[Begin DATASET EXTRACT]
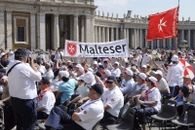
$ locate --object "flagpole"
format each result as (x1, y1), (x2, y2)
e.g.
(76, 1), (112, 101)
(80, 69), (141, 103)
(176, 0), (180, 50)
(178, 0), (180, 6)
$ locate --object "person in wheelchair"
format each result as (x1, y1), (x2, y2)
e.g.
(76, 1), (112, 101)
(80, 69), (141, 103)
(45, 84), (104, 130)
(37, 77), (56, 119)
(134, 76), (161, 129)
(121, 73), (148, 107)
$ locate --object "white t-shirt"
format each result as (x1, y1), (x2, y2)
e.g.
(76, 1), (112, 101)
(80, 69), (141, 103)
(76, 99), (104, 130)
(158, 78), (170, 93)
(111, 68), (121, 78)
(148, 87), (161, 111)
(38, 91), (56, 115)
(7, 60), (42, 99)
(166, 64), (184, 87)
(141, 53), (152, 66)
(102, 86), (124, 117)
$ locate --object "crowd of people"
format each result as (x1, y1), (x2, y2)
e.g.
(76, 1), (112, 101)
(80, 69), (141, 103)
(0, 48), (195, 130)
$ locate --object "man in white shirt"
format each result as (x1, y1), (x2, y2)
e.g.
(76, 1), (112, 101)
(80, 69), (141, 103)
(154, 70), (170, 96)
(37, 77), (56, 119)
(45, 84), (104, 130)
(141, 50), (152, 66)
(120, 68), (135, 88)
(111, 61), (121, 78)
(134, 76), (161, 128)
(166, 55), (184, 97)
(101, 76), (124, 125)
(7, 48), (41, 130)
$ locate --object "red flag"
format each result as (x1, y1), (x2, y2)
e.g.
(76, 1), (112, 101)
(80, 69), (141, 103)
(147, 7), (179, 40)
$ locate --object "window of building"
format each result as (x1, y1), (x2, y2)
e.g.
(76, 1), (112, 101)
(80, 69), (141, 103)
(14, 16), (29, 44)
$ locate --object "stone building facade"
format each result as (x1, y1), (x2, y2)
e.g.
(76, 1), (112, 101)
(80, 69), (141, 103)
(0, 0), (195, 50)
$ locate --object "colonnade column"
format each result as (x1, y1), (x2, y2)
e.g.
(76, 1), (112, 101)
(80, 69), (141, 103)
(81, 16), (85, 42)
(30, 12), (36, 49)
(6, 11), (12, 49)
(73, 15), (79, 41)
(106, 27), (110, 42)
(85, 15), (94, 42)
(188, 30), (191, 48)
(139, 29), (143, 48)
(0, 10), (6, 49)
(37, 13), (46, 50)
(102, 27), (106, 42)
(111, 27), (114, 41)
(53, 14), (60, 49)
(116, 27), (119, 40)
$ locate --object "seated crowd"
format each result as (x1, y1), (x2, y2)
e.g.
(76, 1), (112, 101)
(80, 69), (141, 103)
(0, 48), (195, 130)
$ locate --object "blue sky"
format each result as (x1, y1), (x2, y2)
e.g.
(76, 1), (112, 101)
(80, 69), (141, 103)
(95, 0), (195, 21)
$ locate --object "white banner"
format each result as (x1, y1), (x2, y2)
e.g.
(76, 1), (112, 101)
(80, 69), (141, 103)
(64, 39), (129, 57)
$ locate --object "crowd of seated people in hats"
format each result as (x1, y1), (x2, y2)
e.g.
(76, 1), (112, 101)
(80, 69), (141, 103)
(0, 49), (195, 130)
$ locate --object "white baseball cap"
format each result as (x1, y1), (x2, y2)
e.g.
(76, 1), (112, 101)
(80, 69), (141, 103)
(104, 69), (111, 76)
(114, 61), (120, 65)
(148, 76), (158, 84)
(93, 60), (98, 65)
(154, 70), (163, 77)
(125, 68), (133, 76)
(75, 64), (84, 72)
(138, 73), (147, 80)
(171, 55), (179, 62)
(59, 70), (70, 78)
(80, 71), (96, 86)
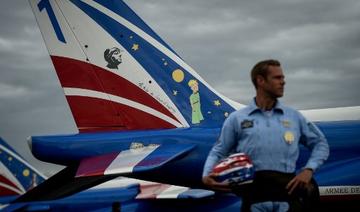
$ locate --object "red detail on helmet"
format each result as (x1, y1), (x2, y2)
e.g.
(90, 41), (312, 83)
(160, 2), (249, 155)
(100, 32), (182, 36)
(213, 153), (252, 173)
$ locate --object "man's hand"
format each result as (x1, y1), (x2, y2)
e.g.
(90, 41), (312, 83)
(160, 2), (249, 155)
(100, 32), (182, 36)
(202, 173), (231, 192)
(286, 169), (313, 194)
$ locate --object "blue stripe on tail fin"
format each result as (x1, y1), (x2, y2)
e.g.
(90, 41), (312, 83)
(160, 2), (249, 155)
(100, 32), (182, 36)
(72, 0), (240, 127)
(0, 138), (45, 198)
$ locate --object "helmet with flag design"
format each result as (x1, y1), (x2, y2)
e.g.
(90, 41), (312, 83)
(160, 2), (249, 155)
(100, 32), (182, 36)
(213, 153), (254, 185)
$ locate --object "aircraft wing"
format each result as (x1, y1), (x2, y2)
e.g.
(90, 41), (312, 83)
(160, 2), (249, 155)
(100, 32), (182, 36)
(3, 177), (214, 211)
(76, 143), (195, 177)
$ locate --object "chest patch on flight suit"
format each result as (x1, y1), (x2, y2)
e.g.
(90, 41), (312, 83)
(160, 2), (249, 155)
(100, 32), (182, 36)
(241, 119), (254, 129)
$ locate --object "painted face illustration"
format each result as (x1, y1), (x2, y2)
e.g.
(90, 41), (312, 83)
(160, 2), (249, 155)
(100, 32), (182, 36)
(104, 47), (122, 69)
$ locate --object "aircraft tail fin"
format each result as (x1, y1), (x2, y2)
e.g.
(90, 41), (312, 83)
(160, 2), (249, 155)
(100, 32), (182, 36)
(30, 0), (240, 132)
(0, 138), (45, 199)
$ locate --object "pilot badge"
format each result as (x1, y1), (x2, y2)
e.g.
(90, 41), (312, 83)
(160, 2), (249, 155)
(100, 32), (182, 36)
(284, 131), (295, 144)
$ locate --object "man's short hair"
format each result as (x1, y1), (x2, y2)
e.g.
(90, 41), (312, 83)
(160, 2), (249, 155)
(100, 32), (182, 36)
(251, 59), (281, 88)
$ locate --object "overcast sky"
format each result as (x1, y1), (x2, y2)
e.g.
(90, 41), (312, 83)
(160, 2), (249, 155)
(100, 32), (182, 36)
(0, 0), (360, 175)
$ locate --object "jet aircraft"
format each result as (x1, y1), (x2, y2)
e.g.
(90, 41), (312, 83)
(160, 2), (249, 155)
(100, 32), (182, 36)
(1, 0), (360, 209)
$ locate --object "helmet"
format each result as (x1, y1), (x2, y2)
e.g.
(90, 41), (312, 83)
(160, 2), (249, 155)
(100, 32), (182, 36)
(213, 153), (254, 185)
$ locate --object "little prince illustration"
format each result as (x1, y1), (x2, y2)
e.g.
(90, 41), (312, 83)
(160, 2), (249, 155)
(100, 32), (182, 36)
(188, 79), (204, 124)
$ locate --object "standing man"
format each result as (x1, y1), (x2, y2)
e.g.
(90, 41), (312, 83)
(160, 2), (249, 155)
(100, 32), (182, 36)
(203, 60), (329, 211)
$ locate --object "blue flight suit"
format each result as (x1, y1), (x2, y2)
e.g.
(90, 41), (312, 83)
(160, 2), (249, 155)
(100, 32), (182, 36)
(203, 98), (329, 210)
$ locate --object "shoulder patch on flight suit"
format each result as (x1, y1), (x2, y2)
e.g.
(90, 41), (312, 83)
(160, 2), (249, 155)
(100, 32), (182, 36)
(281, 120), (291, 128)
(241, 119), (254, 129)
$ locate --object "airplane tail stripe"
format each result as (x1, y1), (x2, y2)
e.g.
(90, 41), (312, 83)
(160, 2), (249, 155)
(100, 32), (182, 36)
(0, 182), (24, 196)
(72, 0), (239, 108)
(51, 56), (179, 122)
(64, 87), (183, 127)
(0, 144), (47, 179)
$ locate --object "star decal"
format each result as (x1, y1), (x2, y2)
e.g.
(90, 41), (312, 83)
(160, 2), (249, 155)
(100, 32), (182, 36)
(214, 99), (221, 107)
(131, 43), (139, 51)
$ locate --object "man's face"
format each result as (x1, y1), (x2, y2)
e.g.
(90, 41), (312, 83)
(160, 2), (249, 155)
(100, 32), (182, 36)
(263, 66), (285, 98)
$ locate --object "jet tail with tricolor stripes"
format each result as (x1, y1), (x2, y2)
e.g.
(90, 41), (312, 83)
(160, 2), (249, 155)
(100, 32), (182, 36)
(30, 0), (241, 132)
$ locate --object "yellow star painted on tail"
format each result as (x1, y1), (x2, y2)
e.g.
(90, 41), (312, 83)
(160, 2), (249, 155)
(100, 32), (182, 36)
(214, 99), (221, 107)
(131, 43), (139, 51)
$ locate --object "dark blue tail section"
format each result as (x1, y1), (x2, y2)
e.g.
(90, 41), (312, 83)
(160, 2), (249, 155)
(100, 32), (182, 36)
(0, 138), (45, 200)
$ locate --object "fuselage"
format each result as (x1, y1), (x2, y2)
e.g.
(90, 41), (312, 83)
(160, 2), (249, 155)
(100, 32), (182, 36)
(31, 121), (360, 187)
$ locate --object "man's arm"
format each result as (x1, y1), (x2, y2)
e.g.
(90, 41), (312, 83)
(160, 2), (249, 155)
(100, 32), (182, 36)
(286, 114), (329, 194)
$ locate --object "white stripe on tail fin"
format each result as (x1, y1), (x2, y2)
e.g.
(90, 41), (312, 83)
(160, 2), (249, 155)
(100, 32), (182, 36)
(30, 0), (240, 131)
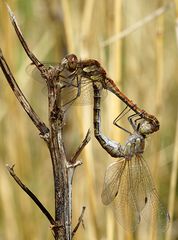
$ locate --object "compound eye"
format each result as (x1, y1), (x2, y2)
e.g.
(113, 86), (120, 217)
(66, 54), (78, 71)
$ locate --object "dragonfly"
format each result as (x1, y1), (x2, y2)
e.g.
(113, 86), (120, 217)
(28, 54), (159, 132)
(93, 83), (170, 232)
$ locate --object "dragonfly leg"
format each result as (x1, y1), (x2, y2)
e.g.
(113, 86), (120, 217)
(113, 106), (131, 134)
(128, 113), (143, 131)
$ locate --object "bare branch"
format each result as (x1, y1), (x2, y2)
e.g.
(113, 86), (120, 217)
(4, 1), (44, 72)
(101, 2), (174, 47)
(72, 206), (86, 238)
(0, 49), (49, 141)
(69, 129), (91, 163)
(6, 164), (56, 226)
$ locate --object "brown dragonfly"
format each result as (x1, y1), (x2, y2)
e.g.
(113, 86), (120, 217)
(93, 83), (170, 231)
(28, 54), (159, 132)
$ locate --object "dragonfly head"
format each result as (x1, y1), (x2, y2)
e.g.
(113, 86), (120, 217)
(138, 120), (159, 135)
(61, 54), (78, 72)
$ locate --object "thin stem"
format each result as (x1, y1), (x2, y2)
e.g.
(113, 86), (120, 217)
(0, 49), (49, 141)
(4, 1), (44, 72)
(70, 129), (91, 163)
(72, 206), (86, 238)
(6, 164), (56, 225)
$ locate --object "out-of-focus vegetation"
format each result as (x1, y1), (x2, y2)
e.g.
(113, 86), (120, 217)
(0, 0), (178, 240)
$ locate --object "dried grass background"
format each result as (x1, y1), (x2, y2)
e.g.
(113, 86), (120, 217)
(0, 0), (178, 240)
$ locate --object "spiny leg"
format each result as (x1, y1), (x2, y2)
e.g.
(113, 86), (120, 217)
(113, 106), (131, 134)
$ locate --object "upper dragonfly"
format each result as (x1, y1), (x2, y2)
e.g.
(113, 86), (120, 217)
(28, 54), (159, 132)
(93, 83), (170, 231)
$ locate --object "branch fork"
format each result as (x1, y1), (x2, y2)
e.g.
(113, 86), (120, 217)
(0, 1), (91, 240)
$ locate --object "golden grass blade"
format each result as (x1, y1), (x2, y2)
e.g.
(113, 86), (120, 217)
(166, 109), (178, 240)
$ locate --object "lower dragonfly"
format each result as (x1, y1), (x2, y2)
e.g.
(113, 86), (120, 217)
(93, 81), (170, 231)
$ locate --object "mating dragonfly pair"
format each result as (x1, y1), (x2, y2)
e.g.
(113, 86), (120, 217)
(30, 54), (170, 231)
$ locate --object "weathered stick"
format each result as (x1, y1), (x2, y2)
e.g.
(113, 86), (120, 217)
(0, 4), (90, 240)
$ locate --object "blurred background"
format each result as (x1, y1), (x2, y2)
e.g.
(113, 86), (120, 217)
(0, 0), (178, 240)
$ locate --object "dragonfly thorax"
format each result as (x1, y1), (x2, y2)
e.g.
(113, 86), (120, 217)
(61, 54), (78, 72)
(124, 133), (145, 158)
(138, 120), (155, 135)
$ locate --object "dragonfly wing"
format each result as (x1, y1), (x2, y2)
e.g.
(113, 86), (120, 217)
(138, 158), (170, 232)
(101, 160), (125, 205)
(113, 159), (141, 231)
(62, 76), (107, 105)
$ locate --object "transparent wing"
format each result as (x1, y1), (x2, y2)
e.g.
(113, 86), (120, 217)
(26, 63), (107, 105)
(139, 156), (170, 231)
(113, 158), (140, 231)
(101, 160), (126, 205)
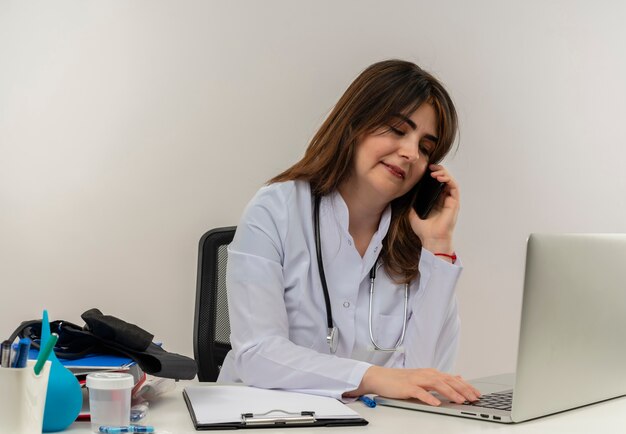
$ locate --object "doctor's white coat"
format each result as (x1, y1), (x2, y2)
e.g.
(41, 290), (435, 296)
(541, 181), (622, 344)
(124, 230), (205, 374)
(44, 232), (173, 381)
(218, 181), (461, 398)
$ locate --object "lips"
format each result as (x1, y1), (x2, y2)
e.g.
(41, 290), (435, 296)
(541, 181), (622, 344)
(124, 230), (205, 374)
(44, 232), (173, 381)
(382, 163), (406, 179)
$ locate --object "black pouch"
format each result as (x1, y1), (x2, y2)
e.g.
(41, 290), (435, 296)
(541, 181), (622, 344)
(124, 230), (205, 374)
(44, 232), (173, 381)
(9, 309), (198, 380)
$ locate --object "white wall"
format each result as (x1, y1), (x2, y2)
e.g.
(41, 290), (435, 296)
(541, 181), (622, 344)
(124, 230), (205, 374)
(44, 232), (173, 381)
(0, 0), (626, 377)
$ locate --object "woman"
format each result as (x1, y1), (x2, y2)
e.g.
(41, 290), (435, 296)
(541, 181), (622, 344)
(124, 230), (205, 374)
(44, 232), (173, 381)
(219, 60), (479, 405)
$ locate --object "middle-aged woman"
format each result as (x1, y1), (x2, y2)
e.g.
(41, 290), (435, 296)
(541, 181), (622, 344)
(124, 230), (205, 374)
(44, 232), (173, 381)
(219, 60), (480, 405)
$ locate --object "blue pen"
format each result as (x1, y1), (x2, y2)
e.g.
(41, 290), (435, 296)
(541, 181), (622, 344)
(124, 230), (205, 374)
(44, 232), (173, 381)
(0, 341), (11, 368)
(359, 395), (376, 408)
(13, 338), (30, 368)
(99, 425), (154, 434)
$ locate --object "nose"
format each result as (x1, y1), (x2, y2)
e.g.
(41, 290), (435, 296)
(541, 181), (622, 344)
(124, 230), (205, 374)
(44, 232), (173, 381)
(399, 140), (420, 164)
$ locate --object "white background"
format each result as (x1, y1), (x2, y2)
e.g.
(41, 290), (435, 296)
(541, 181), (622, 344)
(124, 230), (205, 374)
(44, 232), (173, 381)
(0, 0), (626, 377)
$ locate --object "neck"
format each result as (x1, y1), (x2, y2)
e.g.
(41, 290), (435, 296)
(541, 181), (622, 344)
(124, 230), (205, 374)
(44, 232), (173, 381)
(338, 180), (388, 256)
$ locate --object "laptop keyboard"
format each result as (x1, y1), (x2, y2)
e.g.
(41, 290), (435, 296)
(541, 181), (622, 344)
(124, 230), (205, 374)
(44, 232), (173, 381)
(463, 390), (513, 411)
[End DATASET EXTRACT]
DIRECTION: Copy the stretch from the start of the records through the line containing "(178, 0), (180, 6)", switching "flagpole" to "mast" and changing nothing else. Omit the pictures from your copy.

EXERCISE SOLUTION:
$ locate --object "mast"
format each result as (x1, y1), (x2, y2)
e.g.
(76, 1), (112, 101)
(80, 69), (141, 103)
(176, 0), (180, 50)
(178, 0), (180, 6)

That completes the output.